-- YOUR INSTRUCTIONS --
Leaving nothing out, set down all the data exactly.
#### RECORDED DATA
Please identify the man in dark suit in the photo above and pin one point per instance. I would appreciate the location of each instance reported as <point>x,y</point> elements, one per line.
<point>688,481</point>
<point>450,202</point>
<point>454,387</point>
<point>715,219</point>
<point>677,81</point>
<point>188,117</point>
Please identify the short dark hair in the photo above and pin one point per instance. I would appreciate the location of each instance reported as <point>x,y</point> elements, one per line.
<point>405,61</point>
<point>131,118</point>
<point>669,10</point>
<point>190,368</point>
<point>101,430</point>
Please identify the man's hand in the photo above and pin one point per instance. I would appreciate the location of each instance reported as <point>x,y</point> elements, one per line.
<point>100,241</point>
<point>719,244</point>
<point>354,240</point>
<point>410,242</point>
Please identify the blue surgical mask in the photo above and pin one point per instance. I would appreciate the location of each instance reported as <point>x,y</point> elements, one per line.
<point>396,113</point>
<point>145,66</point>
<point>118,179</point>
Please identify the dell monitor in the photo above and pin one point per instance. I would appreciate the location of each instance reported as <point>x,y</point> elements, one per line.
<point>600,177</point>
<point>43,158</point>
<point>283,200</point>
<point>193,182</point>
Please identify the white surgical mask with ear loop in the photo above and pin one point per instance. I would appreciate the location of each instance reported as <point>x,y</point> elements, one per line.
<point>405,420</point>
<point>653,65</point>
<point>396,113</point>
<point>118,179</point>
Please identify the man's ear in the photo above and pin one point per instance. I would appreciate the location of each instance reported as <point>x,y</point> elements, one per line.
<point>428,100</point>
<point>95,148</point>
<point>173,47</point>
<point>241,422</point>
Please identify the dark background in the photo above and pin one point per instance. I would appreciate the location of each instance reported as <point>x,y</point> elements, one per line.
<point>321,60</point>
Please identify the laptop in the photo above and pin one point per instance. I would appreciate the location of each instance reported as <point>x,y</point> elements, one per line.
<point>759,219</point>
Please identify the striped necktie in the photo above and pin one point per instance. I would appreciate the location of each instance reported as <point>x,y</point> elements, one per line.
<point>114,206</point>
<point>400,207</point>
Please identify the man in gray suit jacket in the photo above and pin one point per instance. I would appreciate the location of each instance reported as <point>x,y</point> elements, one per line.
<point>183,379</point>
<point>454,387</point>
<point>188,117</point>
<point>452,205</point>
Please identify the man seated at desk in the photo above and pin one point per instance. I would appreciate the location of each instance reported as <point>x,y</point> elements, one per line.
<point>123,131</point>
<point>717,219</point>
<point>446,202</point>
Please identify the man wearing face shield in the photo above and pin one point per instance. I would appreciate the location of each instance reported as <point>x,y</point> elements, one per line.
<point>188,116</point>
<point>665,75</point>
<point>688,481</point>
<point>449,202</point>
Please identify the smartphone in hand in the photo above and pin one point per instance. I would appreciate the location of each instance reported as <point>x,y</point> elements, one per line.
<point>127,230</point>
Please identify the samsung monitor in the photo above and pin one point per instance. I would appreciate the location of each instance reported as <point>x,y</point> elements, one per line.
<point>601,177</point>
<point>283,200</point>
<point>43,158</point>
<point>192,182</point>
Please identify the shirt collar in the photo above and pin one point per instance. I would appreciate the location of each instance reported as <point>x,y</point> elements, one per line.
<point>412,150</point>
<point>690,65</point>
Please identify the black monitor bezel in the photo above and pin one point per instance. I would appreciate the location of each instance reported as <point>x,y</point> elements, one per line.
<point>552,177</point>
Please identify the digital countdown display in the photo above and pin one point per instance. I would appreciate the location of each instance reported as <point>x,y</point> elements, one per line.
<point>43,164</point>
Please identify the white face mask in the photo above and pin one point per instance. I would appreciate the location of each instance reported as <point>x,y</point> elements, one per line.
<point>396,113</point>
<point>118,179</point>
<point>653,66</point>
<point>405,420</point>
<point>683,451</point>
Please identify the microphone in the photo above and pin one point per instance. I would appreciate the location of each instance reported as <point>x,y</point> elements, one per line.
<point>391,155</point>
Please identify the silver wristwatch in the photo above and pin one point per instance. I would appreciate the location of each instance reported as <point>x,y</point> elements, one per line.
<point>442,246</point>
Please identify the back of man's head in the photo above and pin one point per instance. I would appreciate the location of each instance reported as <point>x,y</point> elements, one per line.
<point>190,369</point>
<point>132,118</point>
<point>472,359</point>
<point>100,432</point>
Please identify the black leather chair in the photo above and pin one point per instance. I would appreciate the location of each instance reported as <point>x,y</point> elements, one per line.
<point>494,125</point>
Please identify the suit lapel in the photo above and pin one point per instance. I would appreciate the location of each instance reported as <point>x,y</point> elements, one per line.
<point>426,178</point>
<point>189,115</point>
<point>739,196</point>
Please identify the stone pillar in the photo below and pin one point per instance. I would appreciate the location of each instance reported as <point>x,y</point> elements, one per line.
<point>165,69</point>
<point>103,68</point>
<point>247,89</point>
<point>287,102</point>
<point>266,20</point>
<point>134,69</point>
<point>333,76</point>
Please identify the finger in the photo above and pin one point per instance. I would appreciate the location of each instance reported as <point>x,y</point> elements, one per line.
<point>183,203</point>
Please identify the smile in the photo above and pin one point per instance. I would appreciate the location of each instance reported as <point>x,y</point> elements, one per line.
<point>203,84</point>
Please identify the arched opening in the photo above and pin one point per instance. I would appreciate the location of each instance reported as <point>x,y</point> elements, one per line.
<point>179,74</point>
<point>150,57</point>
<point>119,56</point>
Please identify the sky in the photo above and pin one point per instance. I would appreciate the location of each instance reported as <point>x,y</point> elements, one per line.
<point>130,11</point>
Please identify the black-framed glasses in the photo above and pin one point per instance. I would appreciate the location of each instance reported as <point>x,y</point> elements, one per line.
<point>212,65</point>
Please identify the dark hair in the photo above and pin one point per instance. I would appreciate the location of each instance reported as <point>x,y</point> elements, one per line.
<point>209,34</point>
########
-- THE COMPLETED TASK --
Please identify the man in dark suit in the photo above and pin one point per instance. I would appreciate the location of each instance reported as <point>x,y</point> elements, one per line.
<point>688,481</point>
<point>450,202</point>
<point>454,387</point>
<point>715,219</point>
<point>677,81</point>
<point>188,117</point>
Please identify the short dark hair in the photo above and pin one point per instance. I would appreciate the location of each instance reported as <point>x,y</point> elements, one per line.
<point>405,61</point>
<point>131,118</point>
<point>669,10</point>
<point>190,368</point>
<point>101,430</point>
Please identify the man's hand in the photo above and pin one point per instance. I would appreciate the location of each instance reported as <point>x,y</point> elements, one per line.
<point>100,241</point>
<point>719,244</point>
<point>354,240</point>
<point>410,242</point>
Please identify the blue surgical mask in the photo above and pin one point per instance. I would appreciate the location of each instance reported as <point>x,y</point> elements, one per line.
<point>396,113</point>
<point>145,66</point>
<point>118,179</point>
Please identify the dell monitor in the photo above and pin one point per instance. I would appreciate the location of each instance reported as <point>x,y</point> elements, one per line.
<point>600,177</point>
<point>43,158</point>
<point>283,200</point>
<point>193,182</point>
Please identify the white surgical mask with ear loop in the photo above and pin one point per instance. I would appreciate the location of each instance reported as <point>x,y</point> elements, one per line.
<point>405,420</point>
<point>653,65</point>
<point>396,113</point>
<point>118,179</point>
Please identify the man's ear in the photo above and pin one point per instance. I would appreciate the location of each instance reported as <point>x,y</point> elements, one per line.
<point>428,100</point>
<point>95,148</point>
<point>173,47</point>
<point>241,422</point>
Please identify the dark background in the photo above and pin one point per instance. I would appreciate the location of each instance reported as <point>x,y</point> elements, one per line.
<point>321,60</point>
Please identify the laptop in the photo above and pin one point per instance. I would appreciate the location of each instance reported as <point>x,y</point> elements, one per line.
<point>759,219</point>
Please identify the striped necktie in the photo above and pin one point per instance. I would appreciate the location of each instance reported as <point>x,y</point> elements, one per line.
<point>114,206</point>
<point>400,207</point>
Please identify the man in gray suit jacket in the photo above and pin one point per instance. I would appreciate the location of each instance reported as <point>x,y</point> elements, one per line.
<point>183,379</point>
<point>454,387</point>
<point>188,117</point>
<point>452,205</point>
Please identify the man seated at desk in the photo above and pin one point per instance. I would appreciate the location of each instance reported as <point>x,y</point> elements, one per line.
<point>123,131</point>
<point>717,219</point>
<point>446,202</point>
Please identify the man wearing face shield in the photo above and pin one point per instance. I would appreciate the location of each instance reported as <point>x,y</point> elements, one per line.
<point>188,116</point>
<point>665,75</point>
<point>688,481</point>
<point>449,202</point>
Please identify the smartphone in hand in the photo above and pin one point per instance. I would appreciate the location of each instance reported as <point>x,y</point> elements, one per line.
<point>127,230</point>
Please identify the samsung monitor in the photo above and pin one point per instance. I would appreciate the location of each instance reported as <point>x,y</point> elements, one per line.
<point>601,177</point>
<point>283,200</point>
<point>43,158</point>
<point>192,182</point>
Please identify the shirt collar in the photo above and pin one point per instance. I would appreciate the location of each instance reported as <point>x,y</point> elements, one per line.
<point>412,150</point>
<point>690,65</point>
Please identify the black monitor bezel in the photo above and pin one point per instance. I would appreciate the location of each instance reported as <point>x,y</point> elements, one per line.
<point>552,177</point>
Please identify the digital countdown display in the photo above and pin one point per instance. I would appreciate the location of each instance reported as <point>x,y</point> elements, one per line.
<point>43,164</point>
Please identify the white face mask in the photo above and pin one point per instance. I would appreciate the location of each instance reported as <point>x,y</point> elements, one per line.
<point>396,113</point>
<point>118,179</point>
<point>653,66</point>
<point>405,420</point>
<point>683,451</point>
Please identify the microphone in the photo above and pin one point per instance. I would appreciate the location of each instance reported as <point>x,y</point> elements, one per line.
<point>391,155</point>
Please identify the silver wristwatch in the photo above and pin one point per instance. I would appreciate the location of each instance reported as <point>x,y</point> elements, one per line.
<point>442,246</point>
Please identify the back of man's head in the photo above and pin one point per instance. I would appreciate the location of each instance reported as <point>x,y</point> elements, one per line.
<point>190,369</point>
<point>132,118</point>
<point>472,359</point>
<point>100,432</point>
Please identify the black leather chair in the photo above and pin one point per instance. I would appreciate the location of each instance reported as <point>x,y</point> elements, one per line.
<point>494,125</point>
Please identify the suit lapel in the photo above and pin one point per instance. I would appreciate the location of each instance reported as <point>x,y</point> elements, one per line.
<point>426,178</point>
<point>189,115</point>
<point>739,196</point>
Please identify the stone pillar in the photo below and pin one point per instance. I would appreciate the location of each instance reported as <point>x,y</point> elements, one per line.
<point>165,69</point>
<point>103,68</point>
<point>247,89</point>
<point>287,102</point>
<point>266,20</point>
<point>134,69</point>
<point>333,76</point>
Please identify the finger in the photo above and pin one point per instance. I would appreciate the location of each instance reported as <point>x,y</point> elements, one per line.
<point>183,203</point>
Please identify the smile in the photo above and pin one point per instance. I would appreciate the location of each instance reported as <point>x,y</point> elements, one per line.
<point>203,84</point>
Please identify the arched opening in the photo above and pin one point per instance. I would appreciate the location of each instance reported as <point>x,y</point> elements, one per line.
<point>179,74</point>
<point>150,57</point>
<point>119,56</point>
Please identify the sky in the photo above and pin one point per instance. I would appreciate the location of each instance reported as <point>x,y</point> elements, one per line.
<point>130,11</point>
Please identify the black-framed glasses in the photo above and pin one point per instance. I would appreciate the location of each instance reported as <point>x,y</point> elements, one per line.
<point>212,65</point>
Please identify the dark hair in the photo above and pin one point per instance. I would appreciate the location of each instance reported as <point>x,y</point> elements, one per line.
<point>209,34</point>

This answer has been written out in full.